Instrucciones:
- 1) Según la reseña de la novela, ¿cómo se llama la hermana de Emilia?
- 2) Prosiga la reseña de la novela a partir de su última oración.

Documento:
►

Hasta ahora no he nombrado a las mujeres de esta novela. Y es que creo que ellas son un caso aparte.

«LAS MUJERES SON LAS VERDADERAS RESISTENTES, LAS QUE SABEN QUE ‘LOS HOMBRES HACEN LA HISTORIA. LAS MUJERES LA SUFREN’, LAS FUERTES, LAS QUE SE ENFRENTAN A LA SINRAZÓN Y EL ODIO»

Son las verdaderas resistentes, las protagonistas de las esperas inútiles, de su propia soledad. Las que saben, perfectamente, como le dice Emilia a Agustín que: «Los hombres hacen la historia. Las mujeres la sufren.» Son las fuertes, las que se enfrentan a la sinrazón y el odio, incluso, con sus propios hijos, como es el caso de Rosita, la madre de Floro, que sabe muy bien la clase de hombre o de alimaña en la que se ha convertido su hijo, que no duda en enfrentársele, en decírselo, en darle, incluso, un bofetón; pero sigue siendo su madre, y lo sigue acogiendo en su casa y poniéndole un plato de comida.

Y está Emilia, la mujer de Agustín, Penélope que espera, sabiendo o temiendo que su espera va a ser inútil. Que no alimenta esperanza alguna, a pesar de las cartas que, de forma clandestina, recibe de su marido y a las que ella contesta con el mismo amor y el mismo ánimo tranquilizador que él intenta difundirle.

Mujeres que, como todas, resiste, a pesar de las torturas, de la humillación del desprecio de los otros que ayer la respetaban a ella y a su familia.

Emilia y Adela, su hermana, dos mujeres que pudieron decir mucho más de lo que algunos hombres que se decían fuertes: «No hablé, no les dije nada. Me meé encima de miedo. Me morí de rabia. Me morí de dolor. Me morí de impotencia. Pero no hablé. No dije nada. No hablé.»

Y toda la tragedia de una guerra infame, en un escenario, cuyo paisaje contrasta con lo que allí sucede: La Palma, su capital, sus montes, sus barrancos. La naturaleza que, a veces se vuelve tan hostil como la propia guerra.

Las descripciones de estos paisajes, están elaboradas de tal forma que sentimos el esfuerzo de las subidas en las fuertes pendientes. Nombres como Tirimaga, Malpaíses, Montaña de Azufre, Breña Alta o Tazacorte nos sitúan, conozcamos o no los lugares, en un escenario que reconoceríamos al verlo. Lo mismo ocurre con el puerto y las calles de Santa Cruz de la Palma, con sus casas, cuyos postigos se abre o se cierran en razón del valor o del miedo.

◄

Material proporcionado:
►

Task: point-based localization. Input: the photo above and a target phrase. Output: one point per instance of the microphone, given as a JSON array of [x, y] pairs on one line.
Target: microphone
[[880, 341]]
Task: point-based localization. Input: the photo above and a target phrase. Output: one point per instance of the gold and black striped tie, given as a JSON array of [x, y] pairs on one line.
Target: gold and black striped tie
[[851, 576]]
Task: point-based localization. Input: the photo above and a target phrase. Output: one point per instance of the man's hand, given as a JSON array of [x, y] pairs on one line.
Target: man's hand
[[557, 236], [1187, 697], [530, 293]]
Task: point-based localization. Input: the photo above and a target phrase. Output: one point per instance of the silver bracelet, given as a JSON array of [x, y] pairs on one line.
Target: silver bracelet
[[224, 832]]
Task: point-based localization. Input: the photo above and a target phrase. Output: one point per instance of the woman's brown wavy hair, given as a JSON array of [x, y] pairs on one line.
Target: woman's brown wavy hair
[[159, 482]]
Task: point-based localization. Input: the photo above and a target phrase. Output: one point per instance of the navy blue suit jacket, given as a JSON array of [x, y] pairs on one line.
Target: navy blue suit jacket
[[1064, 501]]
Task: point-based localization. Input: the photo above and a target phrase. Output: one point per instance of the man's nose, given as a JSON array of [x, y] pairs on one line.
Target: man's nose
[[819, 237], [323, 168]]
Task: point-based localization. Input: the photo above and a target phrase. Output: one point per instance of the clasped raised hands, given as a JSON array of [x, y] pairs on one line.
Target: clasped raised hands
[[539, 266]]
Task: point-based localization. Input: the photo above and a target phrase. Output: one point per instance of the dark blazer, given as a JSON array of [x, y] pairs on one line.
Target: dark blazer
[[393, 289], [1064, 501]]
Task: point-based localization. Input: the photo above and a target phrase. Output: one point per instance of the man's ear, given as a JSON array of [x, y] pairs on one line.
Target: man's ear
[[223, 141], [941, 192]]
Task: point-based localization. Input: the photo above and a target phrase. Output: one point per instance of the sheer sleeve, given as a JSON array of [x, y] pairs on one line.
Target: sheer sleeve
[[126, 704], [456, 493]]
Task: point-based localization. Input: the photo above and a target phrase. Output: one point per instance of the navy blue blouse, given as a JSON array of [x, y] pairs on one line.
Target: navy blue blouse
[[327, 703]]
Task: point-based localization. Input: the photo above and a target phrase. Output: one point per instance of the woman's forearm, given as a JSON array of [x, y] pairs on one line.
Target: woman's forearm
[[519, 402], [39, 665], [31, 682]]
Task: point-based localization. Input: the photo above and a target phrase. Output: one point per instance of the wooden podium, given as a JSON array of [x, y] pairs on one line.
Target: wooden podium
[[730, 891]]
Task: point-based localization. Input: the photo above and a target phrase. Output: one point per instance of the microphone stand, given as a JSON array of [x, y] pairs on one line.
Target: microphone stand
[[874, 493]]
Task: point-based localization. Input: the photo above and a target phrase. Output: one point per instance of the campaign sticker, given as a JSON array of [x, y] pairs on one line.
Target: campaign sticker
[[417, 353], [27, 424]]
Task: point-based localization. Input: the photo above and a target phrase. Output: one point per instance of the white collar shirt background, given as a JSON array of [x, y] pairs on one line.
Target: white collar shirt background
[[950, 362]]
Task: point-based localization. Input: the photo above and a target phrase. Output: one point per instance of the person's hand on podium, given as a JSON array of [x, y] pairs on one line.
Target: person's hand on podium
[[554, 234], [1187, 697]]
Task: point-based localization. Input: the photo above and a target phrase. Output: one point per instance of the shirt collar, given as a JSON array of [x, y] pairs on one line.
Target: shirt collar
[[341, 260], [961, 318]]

◄

Respuestas dadas:
- 1) Adela.

- 2)
El lenguaje de esta novela nos ofrece los diferentes registros de los personajes que hablan y del propio narrador, que no olvida ese detalle, tan particular de los pueblos como son los apodos. Así, Floro el Hurón, Juan el Malhablado, o el Polaco, o Manoabierta; apodos que dan mucha información de quienes lo ostentan, ajustándose perfectamente a su carácter, su físico o su forma de actuar.

«gracias a Alexis Ravelo hemos recuperado la memoria de un tiempo que no debemos olvidar»

Tampoco faltan en esta novela los homenajes, como el que le tributa el autor a Agustín Espinosa y su novela Crimen, ese libro que a Floro «le pareció una guarrindongada, una jediondez pornográfica y pedante», un libro que se lleva Agustín en su huida y que luego olvidará en una cueva. Algo que, al menos para mí, tiene una gran carga simbólica.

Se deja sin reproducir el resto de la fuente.